◆ About this exercise
What you write must be the listing below in full, word for word, minus its pictures.

◆ Given data
--*--

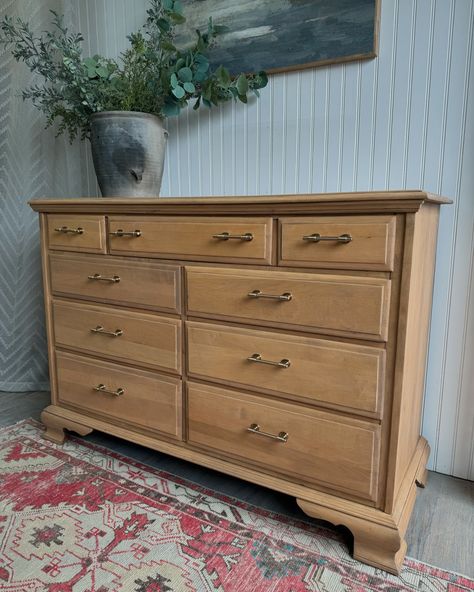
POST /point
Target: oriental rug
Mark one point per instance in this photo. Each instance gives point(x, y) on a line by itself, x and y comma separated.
point(81, 518)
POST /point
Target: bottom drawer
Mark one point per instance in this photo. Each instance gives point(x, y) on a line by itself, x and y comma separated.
point(136, 398)
point(339, 452)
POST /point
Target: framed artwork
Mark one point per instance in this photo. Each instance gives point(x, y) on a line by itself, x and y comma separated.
point(281, 35)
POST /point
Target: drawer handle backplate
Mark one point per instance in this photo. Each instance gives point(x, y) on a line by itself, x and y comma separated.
point(120, 232)
point(285, 297)
point(114, 279)
point(101, 388)
point(255, 429)
point(102, 331)
point(316, 238)
point(284, 363)
point(66, 230)
point(248, 236)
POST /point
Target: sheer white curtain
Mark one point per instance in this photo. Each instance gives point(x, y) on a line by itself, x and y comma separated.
point(33, 163)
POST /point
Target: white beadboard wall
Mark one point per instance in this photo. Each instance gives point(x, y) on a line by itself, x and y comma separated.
point(403, 120)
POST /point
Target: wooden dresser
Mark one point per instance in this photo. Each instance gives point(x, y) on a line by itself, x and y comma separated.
point(279, 339)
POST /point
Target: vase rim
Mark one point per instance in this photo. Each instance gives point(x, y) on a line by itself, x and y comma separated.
point(139, 114)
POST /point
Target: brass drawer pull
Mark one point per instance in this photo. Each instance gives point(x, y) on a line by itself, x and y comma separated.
point(66, 230)
point(248, 236)
point(101, 388)
point(316, 238)
point(286, 296)
point(100, 329)
point(114, 279)
point(121, 232)
point(284, 363)
point(255, 429)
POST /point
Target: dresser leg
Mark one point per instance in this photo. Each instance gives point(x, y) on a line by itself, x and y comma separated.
point(380, 545)
point(55, 426)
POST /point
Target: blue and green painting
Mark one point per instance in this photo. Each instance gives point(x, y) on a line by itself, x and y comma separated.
point(285, 34)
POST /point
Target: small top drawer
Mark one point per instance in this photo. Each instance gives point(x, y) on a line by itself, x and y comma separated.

--*--

◆ Response
POST /point
Target: oriental rug
Mark one point per instance in this photo. Each instance gives point(x, y) on a line by itself, x and y comma separated.
point(81, 518)
POST /point
Target: bottom drawer
Mark one point per instance in this photo. Each instance gives point(x, y) on a line by itself, x and y comma separated.
point(136, 398)
point(339, 452)
POST /point
Target: framed artwork
Mark one point per instance in this photo. Each instance gives point(x, y) on a line by itself, x and y comma separated.
point(281, 35)
POST /point
Target: drawer handle backplate
Mark one point per instance in this photo. Each instance gives point(x, y) on a line by itself, x and y comma separated.
point(120, 232)
point(285, 297)
point(114, 279)
point(101, 388)
point(255, 429)
point(102, 331)
point(316, 238)
point(284, 363)
point(66, 230)
point(248, 236)
POST /point
Target: sheer white curtain
Mark one point per instance in this photo. Each instance gives point(x, y) on a line by itself, x and y comma separated.
point(33, 163)
POST /point
Target: white beadboard wall
Mark one point per instance in this photo. Each instance gives point(x, y) on a line by itself, x and y comma separated.
point(403, 120)
POST /point
Target: wooden dresser
Mark one point per instance in this photo. Each instance gives point(x, y) on a line by itself, x and y comma separated.
point(279, 339)
POST /point
Target: vase rim
Mark one point per instance in this photo. Each instance gives point(x, y) on a line by itself, x and y comma separated.
point(139, 114)
POST /point
Target: brass drawer pull
Mark one point per instance in this photo. Each instance gives point(x, y) on a line by itself, x and y comma separated.
point(66, 230)
point(248, 236)
point(101, 388)
point(316, 238)
point(286, 296)
point(100, 329)
point(114, 279)
point(121, 232)
point(284, 363)
point(255, 429)
POST /point
Target: dresser leg
Mark one point per instance in this photo. Each instance gives point(x, y) on a line by itself, x and y comma separated.
point(380, 545)
point(55, 426)
POST /point
Target: blue and green painting
Mark one point per instance in this photo. Each instance gives point(x, y) on a line by itself, x and y comma separated.
point(285, 34)
POST /point
Target: small top drawer
Mark one point per instance in this photo. Each instance gives point(x, y) on a line by itself, x and y comma separated.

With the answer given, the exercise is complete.